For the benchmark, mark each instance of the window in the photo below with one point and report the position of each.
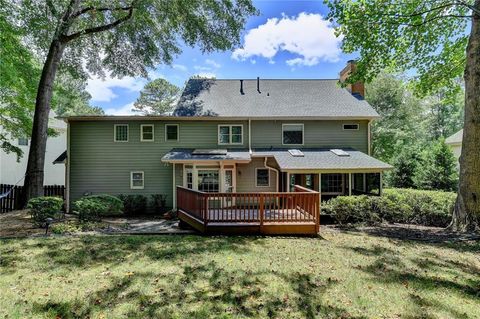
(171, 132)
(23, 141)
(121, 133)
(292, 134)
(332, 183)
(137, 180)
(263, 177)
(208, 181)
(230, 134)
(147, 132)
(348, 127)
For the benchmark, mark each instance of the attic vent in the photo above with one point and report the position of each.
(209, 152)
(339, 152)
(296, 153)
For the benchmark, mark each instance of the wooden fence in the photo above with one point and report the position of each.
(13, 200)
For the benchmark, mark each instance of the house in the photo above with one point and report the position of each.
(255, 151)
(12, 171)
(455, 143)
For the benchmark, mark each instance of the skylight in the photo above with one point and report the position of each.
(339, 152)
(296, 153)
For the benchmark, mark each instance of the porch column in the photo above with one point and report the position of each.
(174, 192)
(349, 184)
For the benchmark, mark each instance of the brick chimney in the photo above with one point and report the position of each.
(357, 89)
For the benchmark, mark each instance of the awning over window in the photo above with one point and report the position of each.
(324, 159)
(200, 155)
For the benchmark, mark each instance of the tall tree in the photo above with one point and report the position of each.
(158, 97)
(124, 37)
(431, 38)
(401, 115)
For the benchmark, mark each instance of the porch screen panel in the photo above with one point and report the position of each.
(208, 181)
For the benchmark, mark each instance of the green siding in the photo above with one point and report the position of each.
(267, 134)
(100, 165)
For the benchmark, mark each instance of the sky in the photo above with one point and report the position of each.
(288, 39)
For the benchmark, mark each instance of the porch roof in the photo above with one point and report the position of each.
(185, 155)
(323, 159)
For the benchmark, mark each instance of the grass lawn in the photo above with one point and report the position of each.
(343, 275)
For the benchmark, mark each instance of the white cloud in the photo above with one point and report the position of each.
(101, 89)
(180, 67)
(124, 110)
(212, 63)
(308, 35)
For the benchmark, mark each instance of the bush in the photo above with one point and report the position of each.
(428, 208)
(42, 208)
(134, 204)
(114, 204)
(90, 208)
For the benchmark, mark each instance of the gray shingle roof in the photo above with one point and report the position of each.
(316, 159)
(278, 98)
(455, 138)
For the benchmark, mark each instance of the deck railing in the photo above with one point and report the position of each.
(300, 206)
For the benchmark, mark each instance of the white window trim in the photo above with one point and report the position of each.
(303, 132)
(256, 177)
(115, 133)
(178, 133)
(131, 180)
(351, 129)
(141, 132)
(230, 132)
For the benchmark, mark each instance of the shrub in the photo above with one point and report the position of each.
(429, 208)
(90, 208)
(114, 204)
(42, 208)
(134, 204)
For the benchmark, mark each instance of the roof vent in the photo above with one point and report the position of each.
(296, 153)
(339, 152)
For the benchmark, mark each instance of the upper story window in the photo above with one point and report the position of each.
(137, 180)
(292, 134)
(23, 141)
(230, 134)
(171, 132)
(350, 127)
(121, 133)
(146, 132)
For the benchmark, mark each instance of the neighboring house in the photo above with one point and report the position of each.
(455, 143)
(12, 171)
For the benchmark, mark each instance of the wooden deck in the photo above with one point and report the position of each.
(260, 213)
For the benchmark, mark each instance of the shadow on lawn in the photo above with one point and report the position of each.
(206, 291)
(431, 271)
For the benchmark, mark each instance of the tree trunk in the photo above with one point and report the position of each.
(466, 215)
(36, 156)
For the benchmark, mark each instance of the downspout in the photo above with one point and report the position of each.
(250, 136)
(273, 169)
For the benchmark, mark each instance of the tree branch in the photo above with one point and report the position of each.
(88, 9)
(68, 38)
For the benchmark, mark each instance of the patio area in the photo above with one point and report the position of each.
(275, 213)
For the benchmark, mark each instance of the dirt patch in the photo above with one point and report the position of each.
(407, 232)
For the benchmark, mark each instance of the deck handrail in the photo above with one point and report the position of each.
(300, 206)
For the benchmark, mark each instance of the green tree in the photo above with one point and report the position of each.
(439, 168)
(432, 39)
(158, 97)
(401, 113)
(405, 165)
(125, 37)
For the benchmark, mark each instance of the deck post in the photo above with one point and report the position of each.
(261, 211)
○ ○ ○
▸ What you need to do
Starting at the entry line that contains "For the benchmark, mark each instance of the patio" and going through the last line of the entries, can you give those lines again with "deck" swapped for "porch" and everything else unchanged?

▸ Output for this task
For the benchmark, mark each instance of the patio area in the photo above with one point and report the position of each.
(275, 213)
For the benchmark, mark each instance of the dirt patch in the photo above with one point and report the position of each.
(407, 232)
For the benchmark, mark each instance of the porch handrail in the photo above with one point and report the position of each.
(300, 206)
For the benchmark, mark each instance of the green tree in the photo above with one point and report the position of each.
(439, 168)
(432, 39)
(158, 97)
(401, 113)
(405, 165)
(125, 37)
For the benchmark, mark each instance of the porch post in the photo above with one point and report the position of each.
(261, 211)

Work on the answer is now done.